• [Direction] Please return every line of the data below that contains the string "sidewalk".

★ ★ ★ ★ ★ ★ ★

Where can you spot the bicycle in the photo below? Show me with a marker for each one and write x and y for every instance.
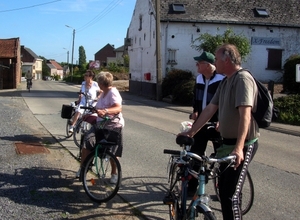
(97, 167)
(29, 84)
(248, 186)
(180, 172)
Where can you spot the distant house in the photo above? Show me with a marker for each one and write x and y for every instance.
(31, 62)
(272, 28)
(66, 70)
(10, 62)
(55, 68)
(107, 51)
(118, 59)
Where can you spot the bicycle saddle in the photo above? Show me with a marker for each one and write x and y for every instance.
(184, 140)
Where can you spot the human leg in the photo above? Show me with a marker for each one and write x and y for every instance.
(199, 147)
(231, 183)
(88, 144)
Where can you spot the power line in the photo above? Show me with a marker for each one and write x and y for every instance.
(102, 14)
(16, 9)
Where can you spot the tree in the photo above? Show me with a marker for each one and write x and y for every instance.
(210, 43)
(82, 57)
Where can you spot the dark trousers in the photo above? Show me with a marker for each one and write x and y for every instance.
(231, 182)
(201, 139)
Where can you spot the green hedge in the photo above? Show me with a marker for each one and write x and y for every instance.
(289, 107)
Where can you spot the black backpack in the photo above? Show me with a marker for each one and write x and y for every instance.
(265, 111)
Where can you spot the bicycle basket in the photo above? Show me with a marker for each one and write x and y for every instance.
(66, 111)
(109, 134)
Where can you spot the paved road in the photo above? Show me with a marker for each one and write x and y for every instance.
(145, 175)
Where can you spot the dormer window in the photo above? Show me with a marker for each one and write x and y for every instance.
(177, 8)
(261, 12)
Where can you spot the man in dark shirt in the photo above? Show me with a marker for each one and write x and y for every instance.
(206, 85)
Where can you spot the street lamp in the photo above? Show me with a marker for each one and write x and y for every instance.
(72, 51)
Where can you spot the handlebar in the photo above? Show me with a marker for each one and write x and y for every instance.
(230, 158)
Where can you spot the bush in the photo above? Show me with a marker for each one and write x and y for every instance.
(289, 107)
(289, 77)
(179, 84)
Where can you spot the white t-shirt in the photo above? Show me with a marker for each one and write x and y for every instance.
(112, 97)
(91, 92)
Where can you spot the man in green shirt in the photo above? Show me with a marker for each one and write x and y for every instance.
(235, 98)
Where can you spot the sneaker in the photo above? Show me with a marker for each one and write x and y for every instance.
(78, 173)
(114, 178)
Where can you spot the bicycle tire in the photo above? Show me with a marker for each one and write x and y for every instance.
(97, 184)
(178, 189)
(247, 193)
(68, 125)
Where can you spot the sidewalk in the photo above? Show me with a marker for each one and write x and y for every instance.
(278, 127)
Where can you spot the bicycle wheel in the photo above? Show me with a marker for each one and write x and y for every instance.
(175, 186)
(68, 125)
(96, 174)
(178, 189)
(247, 193)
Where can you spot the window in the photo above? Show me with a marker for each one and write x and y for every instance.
(261, 12)
(176, 8)
(172, 56)
(274, 59)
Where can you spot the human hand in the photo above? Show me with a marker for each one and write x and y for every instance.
(101, 112)
(239, 157)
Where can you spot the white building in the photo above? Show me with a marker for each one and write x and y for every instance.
(272, 27)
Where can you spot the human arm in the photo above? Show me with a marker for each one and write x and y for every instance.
(243, 127)
(112, 110)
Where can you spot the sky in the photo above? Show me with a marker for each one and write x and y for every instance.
(41, 25)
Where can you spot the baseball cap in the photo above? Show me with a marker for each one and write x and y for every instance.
(206, 56)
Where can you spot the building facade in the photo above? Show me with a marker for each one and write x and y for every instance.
(272, 33)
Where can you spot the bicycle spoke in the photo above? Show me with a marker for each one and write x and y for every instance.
(96, 177)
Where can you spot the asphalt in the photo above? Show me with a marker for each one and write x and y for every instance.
(118, 202)
(278, 127)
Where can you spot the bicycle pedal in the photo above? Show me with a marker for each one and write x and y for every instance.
(168, 200)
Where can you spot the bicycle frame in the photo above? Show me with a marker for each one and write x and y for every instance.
(200, 201)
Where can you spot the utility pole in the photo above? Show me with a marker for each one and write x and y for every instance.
(158, 54)
(72, 52)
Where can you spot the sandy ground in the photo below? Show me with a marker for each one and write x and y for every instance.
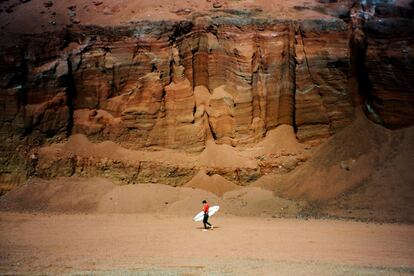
(34, 16)
(164, 244)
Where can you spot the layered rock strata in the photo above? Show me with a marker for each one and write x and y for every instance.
(176, 85)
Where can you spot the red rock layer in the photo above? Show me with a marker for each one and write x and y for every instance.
(177, 85)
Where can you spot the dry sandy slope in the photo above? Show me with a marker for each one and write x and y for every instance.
(364, 171)
(160, 244)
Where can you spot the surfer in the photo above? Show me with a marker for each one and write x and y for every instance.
(205, 218)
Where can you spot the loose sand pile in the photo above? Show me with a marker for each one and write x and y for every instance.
(96, 195)
(364, 171)
(279, 140)
(215, 184)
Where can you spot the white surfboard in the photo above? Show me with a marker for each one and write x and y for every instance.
(211, 211)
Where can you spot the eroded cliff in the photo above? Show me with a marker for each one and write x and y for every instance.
(228, 76)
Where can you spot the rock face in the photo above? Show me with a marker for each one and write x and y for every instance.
(382, 42)
(177, 84)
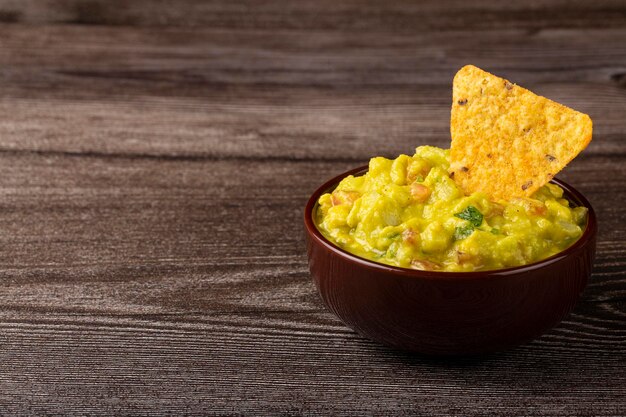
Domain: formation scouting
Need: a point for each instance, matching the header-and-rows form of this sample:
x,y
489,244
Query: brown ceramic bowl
x,y
449,313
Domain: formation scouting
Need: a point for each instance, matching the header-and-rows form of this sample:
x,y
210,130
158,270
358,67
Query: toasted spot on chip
x,y
507,141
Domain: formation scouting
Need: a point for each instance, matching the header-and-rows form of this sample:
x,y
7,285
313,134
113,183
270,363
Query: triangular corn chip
x,y
506,141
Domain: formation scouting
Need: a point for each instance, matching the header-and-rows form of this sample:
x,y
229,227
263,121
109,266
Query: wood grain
x,y
155,159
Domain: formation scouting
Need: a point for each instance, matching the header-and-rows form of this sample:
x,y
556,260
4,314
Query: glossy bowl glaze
x,y
449,313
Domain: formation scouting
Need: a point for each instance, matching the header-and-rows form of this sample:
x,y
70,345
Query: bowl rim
x,y
314,233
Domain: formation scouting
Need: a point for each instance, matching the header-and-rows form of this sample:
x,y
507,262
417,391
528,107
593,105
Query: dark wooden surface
x,y
155,158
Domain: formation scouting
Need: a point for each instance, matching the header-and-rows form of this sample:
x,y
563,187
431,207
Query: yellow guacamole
x,y
408,212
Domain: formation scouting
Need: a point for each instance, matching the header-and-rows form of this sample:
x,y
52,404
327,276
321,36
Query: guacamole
x,y
408,212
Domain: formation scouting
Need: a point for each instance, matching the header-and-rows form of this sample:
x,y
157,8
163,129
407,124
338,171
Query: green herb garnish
x,y
472,215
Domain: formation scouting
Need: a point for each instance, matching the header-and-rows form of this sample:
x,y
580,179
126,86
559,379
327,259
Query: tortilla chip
x,y
506,141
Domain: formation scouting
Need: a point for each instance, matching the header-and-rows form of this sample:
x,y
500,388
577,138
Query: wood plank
x,y
362,15
132,284
163,92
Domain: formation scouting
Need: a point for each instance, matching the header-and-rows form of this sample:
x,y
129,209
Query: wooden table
x,y
155,158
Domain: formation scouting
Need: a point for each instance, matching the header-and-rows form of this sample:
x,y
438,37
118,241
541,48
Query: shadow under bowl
x,y
449,313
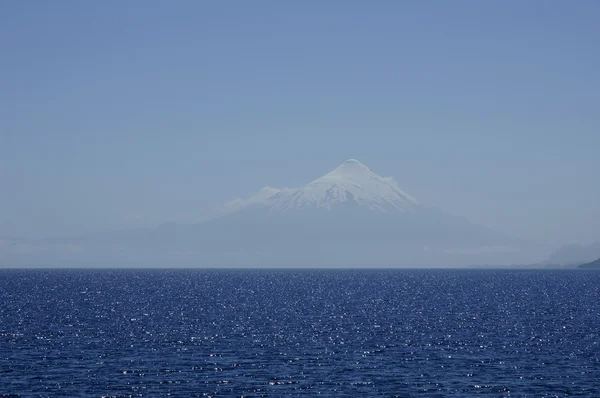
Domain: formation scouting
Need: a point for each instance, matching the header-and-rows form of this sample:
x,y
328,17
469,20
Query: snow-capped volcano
x,y
351,182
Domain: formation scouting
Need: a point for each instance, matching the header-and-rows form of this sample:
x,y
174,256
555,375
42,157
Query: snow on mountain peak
x,y
351,181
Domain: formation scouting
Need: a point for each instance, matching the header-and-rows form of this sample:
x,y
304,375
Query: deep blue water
x,y
299,332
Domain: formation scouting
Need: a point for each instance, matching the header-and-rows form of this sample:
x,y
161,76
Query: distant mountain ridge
x,y
349,217
594,264
575,254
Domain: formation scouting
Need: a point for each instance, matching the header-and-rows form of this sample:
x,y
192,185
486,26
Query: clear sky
x,y
124,114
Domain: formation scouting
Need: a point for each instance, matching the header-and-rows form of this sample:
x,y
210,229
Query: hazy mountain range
x,y
349,217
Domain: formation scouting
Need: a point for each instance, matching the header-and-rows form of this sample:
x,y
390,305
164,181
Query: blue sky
x,y
128,114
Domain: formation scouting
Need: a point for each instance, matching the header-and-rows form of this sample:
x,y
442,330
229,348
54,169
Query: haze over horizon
x,y
116,116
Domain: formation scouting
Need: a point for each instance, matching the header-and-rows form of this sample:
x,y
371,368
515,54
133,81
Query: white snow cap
x,y
351,181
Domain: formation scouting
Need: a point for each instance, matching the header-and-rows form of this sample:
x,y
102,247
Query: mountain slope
x,y
575,254
593,265
349,216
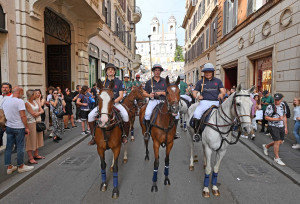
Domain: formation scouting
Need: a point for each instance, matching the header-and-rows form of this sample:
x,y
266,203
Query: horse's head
x,y
173,96
242,107
106,103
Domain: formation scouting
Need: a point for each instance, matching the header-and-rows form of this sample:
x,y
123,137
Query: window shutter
x,y
250,7
109,14
234,19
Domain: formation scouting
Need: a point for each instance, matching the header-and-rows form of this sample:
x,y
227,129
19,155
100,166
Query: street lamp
x,y
128,31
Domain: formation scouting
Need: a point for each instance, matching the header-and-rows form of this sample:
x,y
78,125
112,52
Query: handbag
x,y
2,119
40,126
60,114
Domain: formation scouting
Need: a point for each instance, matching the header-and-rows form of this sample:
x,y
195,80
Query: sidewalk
x,y
290,156
50,150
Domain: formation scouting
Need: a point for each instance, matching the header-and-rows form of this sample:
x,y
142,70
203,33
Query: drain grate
x,y
74,161
254,169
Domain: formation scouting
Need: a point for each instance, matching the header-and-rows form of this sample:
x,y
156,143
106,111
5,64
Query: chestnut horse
x,y
108,134
129,105
163,129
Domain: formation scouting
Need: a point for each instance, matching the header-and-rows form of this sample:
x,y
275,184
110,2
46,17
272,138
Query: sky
x,y
162,9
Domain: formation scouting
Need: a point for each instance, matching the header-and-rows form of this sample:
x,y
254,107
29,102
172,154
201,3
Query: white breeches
x,y
186,97
93,114
151,105
203,106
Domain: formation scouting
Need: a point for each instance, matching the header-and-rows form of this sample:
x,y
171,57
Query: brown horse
x,y
108,134
129,105
163,129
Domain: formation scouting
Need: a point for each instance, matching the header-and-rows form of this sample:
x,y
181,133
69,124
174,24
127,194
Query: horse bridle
x,y
230,122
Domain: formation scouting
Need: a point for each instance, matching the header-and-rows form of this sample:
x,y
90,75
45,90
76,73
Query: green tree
x,y
179,54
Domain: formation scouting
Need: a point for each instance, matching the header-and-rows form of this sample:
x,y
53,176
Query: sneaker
x,y
296,146
244,136
10,171
25,168
278,161
265,149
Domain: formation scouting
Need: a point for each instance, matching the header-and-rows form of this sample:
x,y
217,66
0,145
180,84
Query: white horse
x,y
183,109
238,105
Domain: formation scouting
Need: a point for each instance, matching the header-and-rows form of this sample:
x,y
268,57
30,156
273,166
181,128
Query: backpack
x,y
285,106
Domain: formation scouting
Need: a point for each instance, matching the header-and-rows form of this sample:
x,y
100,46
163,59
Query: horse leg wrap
x,y
103,174
115,174
206,180
154,179
214,179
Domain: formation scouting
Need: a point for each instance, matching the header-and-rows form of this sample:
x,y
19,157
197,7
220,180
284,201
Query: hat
x,y
157,66
208,67
265,92
110,65
278,96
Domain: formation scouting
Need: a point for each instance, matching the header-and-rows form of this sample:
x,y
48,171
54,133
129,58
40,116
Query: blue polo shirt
x,y
157,86
118,86
211,88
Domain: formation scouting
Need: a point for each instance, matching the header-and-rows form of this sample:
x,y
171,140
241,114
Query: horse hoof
x,y
205,194
103,187
115,193
216,192
154,188
167,181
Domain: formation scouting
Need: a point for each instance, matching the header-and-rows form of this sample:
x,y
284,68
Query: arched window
x,y
2,20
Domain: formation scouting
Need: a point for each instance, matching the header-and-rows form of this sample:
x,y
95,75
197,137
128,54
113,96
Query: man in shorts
x,y
277,126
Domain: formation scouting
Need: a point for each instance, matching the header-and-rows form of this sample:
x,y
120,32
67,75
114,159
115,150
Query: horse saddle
x,y
203,120
186,101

★ ★ ★ ★ ★ ★ ★

• [Exercise result]
Where can you spot the sidewalk in the photo above? Show me with a marker for each one and write x and y for every instance.
Query: sidewalk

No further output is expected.